■ TASK DETAILS
Starting with the line that contains "Please place a point on the silhouetted treeline" and stopping after the line that contains "Target: small tree", copy the entries below exactly. Include nothing else.

■ MATERIAL SUPPLIED
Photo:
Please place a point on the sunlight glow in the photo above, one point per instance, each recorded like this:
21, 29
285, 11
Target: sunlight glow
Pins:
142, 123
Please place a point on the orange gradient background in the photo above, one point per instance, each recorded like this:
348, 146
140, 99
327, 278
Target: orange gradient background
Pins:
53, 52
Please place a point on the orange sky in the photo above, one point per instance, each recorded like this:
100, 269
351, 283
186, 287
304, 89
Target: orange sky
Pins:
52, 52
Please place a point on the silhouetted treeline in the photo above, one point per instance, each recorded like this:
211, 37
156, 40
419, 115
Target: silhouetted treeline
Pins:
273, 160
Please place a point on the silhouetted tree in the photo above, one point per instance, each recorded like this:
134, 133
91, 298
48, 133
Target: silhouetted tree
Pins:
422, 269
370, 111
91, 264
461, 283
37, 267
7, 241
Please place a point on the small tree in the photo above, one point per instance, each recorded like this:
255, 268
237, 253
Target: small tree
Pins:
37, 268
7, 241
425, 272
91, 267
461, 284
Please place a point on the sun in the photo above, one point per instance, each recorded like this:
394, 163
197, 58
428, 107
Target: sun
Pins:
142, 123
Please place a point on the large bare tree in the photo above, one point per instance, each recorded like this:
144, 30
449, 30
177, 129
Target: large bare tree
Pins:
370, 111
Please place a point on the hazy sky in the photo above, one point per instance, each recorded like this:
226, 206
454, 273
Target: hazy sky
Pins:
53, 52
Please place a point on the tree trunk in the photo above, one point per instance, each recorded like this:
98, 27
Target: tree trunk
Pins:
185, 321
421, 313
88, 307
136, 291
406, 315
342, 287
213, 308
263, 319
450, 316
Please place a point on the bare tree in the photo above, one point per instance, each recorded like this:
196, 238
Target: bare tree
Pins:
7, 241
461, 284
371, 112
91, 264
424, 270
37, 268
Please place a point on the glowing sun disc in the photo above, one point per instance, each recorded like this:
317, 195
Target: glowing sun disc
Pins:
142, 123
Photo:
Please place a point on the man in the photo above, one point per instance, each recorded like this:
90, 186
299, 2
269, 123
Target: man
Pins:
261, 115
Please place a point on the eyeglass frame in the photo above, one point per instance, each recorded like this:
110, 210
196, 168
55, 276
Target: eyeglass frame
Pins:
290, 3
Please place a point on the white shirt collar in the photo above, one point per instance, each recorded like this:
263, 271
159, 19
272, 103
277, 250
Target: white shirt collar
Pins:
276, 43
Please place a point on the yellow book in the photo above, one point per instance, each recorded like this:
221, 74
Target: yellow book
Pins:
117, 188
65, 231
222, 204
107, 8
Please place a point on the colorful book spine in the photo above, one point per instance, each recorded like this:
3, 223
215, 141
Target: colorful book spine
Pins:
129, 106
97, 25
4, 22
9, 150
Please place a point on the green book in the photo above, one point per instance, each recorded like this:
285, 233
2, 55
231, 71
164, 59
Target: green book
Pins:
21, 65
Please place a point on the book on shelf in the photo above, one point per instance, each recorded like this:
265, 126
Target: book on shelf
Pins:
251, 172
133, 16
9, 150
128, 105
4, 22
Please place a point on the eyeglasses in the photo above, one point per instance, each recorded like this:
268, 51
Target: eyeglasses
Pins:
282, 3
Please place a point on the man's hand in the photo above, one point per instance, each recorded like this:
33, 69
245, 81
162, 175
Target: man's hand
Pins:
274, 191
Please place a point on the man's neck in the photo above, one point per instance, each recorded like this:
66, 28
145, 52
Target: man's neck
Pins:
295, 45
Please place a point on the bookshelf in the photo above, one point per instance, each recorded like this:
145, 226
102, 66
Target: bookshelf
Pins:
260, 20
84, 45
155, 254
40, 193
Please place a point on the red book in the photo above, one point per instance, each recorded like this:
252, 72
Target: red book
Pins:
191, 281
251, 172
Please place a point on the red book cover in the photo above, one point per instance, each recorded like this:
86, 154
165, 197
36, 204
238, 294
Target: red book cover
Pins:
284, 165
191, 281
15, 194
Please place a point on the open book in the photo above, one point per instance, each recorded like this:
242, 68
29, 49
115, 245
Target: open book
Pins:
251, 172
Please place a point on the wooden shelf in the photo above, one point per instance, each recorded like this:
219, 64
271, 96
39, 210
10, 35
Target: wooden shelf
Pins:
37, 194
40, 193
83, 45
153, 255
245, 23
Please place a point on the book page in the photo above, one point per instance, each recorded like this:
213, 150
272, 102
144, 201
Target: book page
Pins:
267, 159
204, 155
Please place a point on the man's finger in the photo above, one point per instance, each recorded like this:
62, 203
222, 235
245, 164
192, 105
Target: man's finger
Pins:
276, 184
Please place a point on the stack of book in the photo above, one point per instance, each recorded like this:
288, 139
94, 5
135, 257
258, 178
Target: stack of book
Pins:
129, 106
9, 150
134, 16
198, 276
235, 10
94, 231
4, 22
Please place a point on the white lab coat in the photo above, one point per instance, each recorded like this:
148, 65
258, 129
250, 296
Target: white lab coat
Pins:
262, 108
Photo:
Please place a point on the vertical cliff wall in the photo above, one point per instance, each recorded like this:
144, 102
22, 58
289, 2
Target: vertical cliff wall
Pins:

■ TASK ANSWER
Please place a point on the silhouetted treeline in the photo above, one point per instance, each recorded like this:
211, 37
156, 40
419, 115
Target: silhouetted treeline
Pins:
273, 160
Please place a point on the silhouetted tree in the photo above, one point per instance, each recorded like this:
134, 133
91, 298
48, 133
Target: silhouetted tree
Pins:
422, 269
370, 111
91, 264
461, 283
37, 267
7, 241
Please place a point on the small tree in the photo above, one point per instance, each recorded like this:
255, 268
237, 253
Target: small tree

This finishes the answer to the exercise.